### Exercise task
Starting with the line that contains "Expected: for every instance of the striped" and going on through the end of the data below, copy every line again, multiplying each coordinate in the answers by 1.75 and rounding it to a whole number, with halves rounded up. Leave out the pictures and change nothing else.

### Data supplied
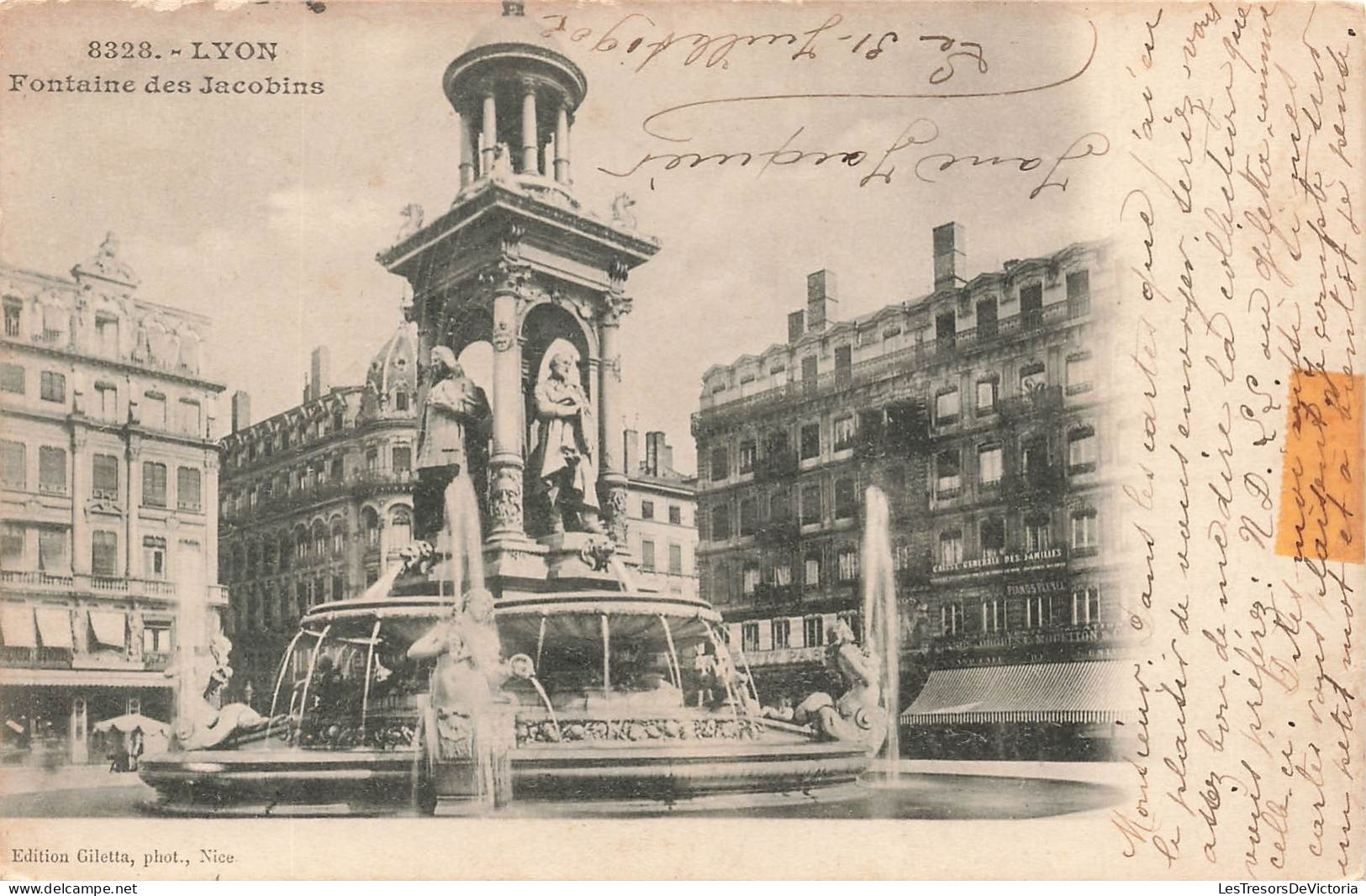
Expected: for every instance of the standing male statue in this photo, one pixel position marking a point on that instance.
(564, 455)
(443, 498)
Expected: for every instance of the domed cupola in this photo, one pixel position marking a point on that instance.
(515, 93)
(393, 372)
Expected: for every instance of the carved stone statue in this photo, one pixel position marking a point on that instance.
(622, 213)
(411, 216)
(454, 408)
(858, 714)
(563, 458)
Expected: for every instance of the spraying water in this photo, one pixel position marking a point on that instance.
(881, 622)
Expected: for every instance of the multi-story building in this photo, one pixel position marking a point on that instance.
(662, 511)
(108, 496)
(978, 408)
(316, 502)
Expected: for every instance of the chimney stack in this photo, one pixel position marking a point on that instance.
(321, 371)
(653, 445)
(950, 258)
(631, 454)
(240, 410)
(821, 299)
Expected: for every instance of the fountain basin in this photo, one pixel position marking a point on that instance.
(620, 709)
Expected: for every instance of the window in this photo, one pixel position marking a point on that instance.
(52, 387)
(190, 421)
(1078, 375)
(155, 557)
(843, 433)
(749, 517)
(104, 552)
(812, 570)
(156, 637)
(1037, 611)
(813, 631)
(951, 619)
(720, 465)
(155, 410)
(987, 319)
(843, 362)
(810, 441)
(847, 559)
(1086, 607)
(1031, 305)
(14, 465)
(994, 537)
(749, 451)
(13, 313)
(720, 522)
(104, 480)
(948, 478)
(52, 470)
(11, 546)
(153, 484)
(987, 397)
(1078, 293)
(107, 335)
(1033, 377)
(1085, 530)
(989, 463)
(11, 378)
(846, 498)
(1037, 535)
(810, 504)
(951, 548)
(947, 408)
(107, 402)
(52, 550)
(946, 328)
(994, 615)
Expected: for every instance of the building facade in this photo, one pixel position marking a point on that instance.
(316, 502)
(662, 509)
(108, 498)
(979, 408)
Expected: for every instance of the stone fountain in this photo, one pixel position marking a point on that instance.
(511, 655)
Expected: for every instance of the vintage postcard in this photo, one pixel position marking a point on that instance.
(498, 439)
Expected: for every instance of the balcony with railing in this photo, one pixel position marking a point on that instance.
(899, 361)
(1045, 635)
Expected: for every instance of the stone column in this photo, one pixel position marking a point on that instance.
(611, 473)
(507, 461)
(491, 133)
(467, 160)
(80, 496)
(529, 138)
(562, 144)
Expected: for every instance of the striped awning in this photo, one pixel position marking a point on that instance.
(17, 626)
(1097, 692)
(55, 627)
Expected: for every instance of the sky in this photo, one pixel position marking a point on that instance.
(266, 212)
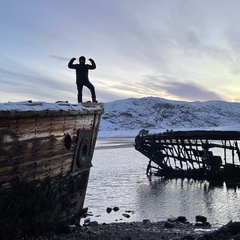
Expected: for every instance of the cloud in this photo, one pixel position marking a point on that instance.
(59, 58)
(170, 87)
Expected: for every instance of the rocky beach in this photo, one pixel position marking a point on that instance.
(144, 230)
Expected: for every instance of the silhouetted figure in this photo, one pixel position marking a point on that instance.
(82, 76)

### The reply
Expected: for every instance of the striped awning in this photo, one pixel position marking a point on that instance.
(30, 1096)
(1920, 1211)
(96, 1097)
Expected: for every instance of the sky in this photo, one pixel position marking a point on that instance.
(466, 371)
Expected: for every instance of the cloud in this photo, one pixel position marking a point on that instance.
(103, 102)
(298, 152)
Expected: for every instance of the rocky beach in this photo, one pixel position marking a point on that instance.
(252, 403)
Expected: for every instance of the silhouetted figure in this photo, one pixel position marking a point on that instance.
(144, 133)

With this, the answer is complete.